> [Task to carry out] In the records below, take the line containing "annotation. Detect tree" and reproduce it and every subsequent line exactly, adding nothing.

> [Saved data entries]
*** Begin section ***
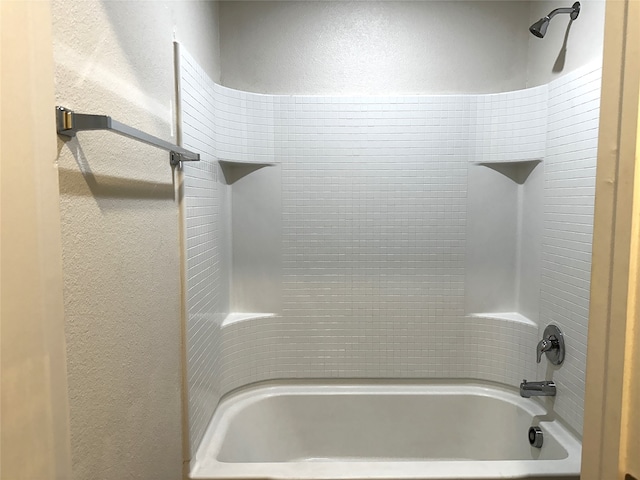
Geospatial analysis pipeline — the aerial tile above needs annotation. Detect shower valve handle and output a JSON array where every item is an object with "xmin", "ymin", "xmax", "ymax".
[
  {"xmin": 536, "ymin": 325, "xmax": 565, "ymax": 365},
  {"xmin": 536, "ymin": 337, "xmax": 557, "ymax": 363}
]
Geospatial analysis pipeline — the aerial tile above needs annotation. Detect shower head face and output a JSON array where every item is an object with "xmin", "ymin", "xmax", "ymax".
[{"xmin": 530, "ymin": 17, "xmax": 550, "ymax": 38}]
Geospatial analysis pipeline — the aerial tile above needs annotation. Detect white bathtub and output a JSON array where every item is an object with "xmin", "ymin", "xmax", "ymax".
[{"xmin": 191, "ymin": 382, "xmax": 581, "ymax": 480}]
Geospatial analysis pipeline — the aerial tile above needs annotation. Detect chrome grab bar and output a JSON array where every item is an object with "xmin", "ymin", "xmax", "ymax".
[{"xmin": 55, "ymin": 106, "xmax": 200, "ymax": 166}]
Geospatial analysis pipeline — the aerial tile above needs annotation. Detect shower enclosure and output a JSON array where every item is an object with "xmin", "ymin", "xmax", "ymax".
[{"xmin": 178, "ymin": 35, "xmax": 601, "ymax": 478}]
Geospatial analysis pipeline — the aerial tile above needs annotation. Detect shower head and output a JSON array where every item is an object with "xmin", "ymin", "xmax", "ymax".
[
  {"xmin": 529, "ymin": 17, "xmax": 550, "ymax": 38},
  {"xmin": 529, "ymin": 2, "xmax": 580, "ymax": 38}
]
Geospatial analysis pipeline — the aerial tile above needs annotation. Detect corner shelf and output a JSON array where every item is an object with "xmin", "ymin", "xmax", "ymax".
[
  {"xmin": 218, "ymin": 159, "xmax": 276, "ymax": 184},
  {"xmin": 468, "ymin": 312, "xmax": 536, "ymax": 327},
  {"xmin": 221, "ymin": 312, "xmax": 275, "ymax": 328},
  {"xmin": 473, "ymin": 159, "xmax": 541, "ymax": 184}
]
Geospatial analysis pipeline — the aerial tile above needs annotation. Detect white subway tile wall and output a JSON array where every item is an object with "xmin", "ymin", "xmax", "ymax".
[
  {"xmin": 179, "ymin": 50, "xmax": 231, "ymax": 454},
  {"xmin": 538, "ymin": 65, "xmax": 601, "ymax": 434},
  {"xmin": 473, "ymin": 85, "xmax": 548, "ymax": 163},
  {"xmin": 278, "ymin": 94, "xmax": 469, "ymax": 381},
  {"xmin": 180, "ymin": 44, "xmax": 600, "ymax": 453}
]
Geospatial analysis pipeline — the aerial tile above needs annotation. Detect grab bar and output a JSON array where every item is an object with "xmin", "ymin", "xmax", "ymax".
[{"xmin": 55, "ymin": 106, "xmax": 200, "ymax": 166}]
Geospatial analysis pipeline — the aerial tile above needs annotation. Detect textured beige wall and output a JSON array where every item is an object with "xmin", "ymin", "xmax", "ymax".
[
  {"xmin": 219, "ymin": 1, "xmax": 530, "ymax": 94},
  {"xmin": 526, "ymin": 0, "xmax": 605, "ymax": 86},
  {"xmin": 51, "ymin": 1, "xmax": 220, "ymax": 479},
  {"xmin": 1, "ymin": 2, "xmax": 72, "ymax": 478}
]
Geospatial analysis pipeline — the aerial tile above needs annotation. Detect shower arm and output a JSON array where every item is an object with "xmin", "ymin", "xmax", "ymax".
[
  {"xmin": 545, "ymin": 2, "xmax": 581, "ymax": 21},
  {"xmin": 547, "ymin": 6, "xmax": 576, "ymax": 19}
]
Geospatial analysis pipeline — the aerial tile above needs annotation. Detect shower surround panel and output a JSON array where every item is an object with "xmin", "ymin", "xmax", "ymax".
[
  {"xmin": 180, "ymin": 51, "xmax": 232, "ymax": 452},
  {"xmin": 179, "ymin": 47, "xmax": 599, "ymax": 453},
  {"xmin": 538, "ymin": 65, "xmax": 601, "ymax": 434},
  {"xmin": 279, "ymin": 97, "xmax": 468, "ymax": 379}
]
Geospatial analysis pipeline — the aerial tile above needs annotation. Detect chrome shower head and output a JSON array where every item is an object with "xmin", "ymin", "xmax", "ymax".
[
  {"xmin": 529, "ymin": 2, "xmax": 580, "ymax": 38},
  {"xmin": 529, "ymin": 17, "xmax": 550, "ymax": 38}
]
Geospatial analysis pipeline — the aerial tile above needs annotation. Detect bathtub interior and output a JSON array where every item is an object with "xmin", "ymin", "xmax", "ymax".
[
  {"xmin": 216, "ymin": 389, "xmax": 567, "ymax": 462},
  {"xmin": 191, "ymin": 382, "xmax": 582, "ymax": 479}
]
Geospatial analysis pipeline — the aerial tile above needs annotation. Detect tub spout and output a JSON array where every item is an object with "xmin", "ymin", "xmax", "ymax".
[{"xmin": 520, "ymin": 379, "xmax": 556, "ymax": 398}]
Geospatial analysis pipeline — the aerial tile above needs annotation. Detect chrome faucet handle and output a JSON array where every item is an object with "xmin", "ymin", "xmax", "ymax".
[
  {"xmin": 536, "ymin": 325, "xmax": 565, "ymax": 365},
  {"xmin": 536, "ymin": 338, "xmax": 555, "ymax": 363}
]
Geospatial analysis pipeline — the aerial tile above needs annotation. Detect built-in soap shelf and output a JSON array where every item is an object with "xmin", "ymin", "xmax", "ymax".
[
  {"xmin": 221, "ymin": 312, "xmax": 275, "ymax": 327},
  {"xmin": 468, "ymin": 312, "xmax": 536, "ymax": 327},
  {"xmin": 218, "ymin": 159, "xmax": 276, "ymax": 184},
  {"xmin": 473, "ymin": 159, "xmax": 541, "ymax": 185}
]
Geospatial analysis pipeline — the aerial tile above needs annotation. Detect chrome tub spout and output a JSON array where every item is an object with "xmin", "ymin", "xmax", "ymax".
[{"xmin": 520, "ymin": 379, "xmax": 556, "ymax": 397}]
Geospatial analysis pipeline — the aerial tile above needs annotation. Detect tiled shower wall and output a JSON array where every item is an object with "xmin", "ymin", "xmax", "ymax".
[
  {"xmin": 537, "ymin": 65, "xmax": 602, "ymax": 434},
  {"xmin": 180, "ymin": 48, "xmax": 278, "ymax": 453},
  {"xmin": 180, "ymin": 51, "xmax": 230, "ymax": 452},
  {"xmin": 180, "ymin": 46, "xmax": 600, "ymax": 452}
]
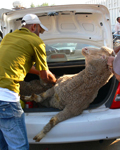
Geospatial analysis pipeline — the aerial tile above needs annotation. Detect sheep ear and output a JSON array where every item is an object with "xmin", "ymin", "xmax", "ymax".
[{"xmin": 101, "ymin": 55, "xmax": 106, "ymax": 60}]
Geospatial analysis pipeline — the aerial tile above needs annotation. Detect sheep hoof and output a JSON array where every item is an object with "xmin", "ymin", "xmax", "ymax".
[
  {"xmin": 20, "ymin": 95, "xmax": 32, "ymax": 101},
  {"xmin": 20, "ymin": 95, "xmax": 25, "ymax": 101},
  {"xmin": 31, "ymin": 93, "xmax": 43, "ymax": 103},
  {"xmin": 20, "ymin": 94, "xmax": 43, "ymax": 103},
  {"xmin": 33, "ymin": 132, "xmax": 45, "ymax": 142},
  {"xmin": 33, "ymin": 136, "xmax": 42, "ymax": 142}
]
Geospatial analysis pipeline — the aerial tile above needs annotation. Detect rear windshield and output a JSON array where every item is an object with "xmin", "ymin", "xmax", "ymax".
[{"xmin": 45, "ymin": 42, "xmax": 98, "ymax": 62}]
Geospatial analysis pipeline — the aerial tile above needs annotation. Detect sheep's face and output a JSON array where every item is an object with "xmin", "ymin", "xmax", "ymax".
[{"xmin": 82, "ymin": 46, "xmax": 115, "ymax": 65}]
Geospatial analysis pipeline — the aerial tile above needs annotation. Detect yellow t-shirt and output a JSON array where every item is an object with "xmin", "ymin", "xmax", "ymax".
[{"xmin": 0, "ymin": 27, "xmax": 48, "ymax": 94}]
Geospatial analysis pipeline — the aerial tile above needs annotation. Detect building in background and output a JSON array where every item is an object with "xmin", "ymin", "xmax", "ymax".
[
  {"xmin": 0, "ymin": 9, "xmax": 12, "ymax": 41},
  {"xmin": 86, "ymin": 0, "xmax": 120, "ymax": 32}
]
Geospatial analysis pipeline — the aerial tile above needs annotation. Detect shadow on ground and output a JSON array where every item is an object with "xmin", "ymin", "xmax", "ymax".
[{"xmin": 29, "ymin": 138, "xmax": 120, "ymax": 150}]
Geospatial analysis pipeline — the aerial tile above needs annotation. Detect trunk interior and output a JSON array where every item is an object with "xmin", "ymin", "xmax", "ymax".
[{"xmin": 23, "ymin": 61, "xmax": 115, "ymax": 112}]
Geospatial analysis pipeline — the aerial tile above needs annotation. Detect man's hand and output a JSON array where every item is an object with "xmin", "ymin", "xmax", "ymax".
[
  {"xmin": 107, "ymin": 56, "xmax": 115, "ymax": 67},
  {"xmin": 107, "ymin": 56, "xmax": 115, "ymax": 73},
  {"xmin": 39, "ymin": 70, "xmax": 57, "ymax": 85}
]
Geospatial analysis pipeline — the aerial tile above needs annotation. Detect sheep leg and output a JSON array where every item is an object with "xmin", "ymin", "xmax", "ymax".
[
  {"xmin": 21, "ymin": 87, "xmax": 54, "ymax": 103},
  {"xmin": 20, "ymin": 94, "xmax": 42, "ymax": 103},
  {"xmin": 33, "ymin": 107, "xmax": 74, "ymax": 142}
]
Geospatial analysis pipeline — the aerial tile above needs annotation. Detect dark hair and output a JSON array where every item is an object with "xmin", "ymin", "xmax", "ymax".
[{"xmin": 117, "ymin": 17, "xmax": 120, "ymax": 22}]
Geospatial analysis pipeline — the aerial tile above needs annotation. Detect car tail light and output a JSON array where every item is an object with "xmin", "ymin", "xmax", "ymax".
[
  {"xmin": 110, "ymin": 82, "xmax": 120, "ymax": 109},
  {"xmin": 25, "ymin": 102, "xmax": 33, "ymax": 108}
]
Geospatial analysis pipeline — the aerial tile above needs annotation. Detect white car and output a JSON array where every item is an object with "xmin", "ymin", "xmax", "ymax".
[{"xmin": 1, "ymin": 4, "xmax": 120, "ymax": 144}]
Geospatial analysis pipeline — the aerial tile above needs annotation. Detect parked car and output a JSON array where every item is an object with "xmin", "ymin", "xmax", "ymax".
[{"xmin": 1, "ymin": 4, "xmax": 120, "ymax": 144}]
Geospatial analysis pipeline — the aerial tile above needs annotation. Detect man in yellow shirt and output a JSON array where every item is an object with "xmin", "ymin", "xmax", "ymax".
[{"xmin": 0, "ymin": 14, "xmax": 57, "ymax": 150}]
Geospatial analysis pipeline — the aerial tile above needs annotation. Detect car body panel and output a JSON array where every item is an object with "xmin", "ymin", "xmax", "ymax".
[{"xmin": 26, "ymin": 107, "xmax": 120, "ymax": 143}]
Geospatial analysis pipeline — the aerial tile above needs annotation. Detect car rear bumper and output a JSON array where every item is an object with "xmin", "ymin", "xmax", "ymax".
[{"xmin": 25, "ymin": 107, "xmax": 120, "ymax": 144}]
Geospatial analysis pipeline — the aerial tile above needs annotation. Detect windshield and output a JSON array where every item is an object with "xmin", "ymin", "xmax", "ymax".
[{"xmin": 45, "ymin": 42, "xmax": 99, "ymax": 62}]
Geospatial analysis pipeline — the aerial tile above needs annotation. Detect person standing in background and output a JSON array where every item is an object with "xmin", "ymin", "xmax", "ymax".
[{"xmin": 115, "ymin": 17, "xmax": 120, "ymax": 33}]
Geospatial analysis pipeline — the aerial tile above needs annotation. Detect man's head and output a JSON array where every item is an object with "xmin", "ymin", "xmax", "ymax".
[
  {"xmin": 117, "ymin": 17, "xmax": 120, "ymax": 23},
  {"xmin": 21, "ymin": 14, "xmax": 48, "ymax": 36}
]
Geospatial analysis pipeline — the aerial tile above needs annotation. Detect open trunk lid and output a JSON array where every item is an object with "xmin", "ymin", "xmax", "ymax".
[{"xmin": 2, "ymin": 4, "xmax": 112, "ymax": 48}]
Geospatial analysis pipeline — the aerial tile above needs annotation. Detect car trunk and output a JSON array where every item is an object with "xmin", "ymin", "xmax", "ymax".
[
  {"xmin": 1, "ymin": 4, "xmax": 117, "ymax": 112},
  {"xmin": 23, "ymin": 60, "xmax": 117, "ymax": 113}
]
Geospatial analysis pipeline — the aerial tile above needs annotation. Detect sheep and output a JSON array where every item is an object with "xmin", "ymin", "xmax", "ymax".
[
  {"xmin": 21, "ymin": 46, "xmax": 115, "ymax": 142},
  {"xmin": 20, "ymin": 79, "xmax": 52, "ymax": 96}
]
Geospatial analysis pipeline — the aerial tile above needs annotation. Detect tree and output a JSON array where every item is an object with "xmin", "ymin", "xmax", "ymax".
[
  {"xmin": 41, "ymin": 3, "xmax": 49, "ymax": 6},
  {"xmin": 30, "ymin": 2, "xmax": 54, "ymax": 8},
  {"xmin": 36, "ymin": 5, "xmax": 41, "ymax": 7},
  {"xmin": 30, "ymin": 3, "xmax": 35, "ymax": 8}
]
*** End section ***
> [Expected answer]
Geospatial analysis pipeline — the aerial tile above needs annotation. Detect tree and output a JSON array where every item is an object with "xmin", "ymin", "xmax", "ymax".
[
  {"xmin": 41, "ymin": 3, "xmax": 49, "ymax": 6},
  {"xmin": 30, "ymin": 2, "xmax": 54, "ymax": 8},
  {"xmin": 36, "ymin": 5, "xmax": 41, "ymax": 7},
  {"xmin": 30, "ymin": 3, "xmax": 35, "ymax": 8}
]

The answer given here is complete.